=== EXERCISE OBJECTIVE ===
Pick out and copy every line in the records below that contains the word "grass". Uppercase and lowercase letters count as different.

=== MATERIALS PROVIDED ===
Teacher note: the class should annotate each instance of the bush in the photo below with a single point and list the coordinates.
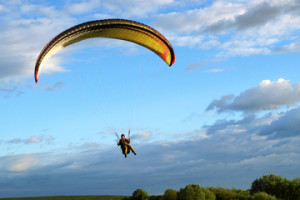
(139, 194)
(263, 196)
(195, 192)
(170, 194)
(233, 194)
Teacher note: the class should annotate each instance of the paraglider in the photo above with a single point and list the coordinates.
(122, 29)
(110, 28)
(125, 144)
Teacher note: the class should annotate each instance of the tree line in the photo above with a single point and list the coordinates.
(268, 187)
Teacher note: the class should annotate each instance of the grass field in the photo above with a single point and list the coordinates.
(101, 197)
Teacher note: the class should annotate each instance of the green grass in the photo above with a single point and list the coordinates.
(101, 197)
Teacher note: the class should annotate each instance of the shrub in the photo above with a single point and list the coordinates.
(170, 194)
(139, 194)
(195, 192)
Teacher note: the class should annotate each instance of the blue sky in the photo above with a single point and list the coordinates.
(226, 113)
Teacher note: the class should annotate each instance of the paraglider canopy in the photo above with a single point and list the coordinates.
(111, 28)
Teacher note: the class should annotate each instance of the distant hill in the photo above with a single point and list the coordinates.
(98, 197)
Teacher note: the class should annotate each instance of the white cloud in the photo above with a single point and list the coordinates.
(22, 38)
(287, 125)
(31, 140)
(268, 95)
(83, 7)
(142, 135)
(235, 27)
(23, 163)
...
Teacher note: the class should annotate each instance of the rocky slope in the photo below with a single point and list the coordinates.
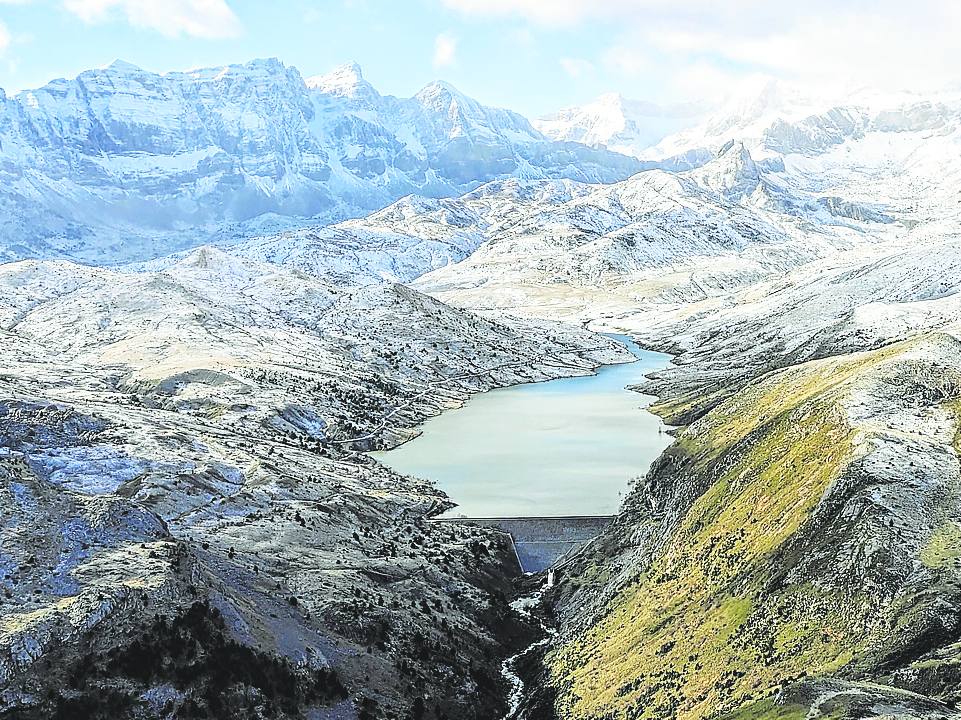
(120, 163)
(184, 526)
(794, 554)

=== PROBLEM SOLUTION ===
Teacher note: the class should annotate each instance of the grass field in the photo above with a single point and list the coordinates.
Teacher note: the class should annotate each instance of the green grass in the photo above with a single point and list the coordinates.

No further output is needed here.